++++ THE INPUT

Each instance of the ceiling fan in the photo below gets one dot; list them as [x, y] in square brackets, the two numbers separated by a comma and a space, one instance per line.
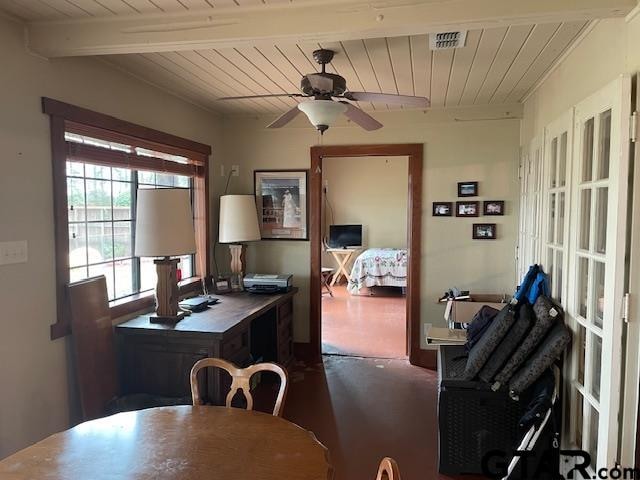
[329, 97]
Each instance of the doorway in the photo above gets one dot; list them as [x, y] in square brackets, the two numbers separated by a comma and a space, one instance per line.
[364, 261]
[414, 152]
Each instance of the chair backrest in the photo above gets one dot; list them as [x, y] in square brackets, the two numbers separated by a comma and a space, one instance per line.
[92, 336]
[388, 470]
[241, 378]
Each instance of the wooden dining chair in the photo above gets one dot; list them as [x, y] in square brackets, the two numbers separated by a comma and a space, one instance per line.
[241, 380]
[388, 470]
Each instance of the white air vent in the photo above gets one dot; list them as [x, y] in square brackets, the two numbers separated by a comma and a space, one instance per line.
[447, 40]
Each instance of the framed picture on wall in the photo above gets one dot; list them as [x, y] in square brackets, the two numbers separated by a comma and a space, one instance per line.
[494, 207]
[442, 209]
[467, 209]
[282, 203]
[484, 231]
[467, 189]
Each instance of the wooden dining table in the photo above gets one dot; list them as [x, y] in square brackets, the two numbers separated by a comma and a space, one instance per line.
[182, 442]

++++++++
++++ THE INPUT

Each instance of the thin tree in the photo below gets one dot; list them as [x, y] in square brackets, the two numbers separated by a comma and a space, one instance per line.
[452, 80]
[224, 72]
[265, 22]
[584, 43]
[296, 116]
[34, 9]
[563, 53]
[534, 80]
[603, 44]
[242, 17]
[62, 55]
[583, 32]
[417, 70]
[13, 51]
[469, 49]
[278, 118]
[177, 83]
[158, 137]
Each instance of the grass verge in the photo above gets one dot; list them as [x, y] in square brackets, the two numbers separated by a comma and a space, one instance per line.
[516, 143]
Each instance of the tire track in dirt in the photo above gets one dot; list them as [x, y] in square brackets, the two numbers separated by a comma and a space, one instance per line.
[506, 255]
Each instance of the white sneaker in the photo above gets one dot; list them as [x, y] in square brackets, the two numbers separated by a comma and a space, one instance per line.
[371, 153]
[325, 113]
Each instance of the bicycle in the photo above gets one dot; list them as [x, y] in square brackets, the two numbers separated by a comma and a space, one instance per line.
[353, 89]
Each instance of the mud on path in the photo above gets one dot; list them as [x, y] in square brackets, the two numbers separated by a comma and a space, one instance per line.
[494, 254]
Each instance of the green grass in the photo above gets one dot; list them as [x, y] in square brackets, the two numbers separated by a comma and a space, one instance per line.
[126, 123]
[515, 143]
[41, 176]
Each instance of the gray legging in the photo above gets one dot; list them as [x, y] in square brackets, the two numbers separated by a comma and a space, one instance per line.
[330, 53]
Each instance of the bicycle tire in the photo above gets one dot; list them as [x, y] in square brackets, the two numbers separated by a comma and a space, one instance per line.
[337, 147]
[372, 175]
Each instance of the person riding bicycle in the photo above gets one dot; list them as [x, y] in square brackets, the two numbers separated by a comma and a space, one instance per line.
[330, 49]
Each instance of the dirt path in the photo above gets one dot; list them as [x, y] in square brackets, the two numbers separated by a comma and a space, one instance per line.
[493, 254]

++++++++

WRITTEN EXERCISE » Report every line of the data above that contains the word "dirt", copying each line in full. Case counts.

WRITTEN RESPONSE »
Each instance of the tire track in dirt in the photo above gets one dot; list them as [x, y] in square brackets, the two numbers separated by a comma and a space, one instance per line.
Each instance of the dirt path in the photo above gets one dot; list them as [x, y] in square brackets, the two numbers separated by a comma and a space, one instance per line.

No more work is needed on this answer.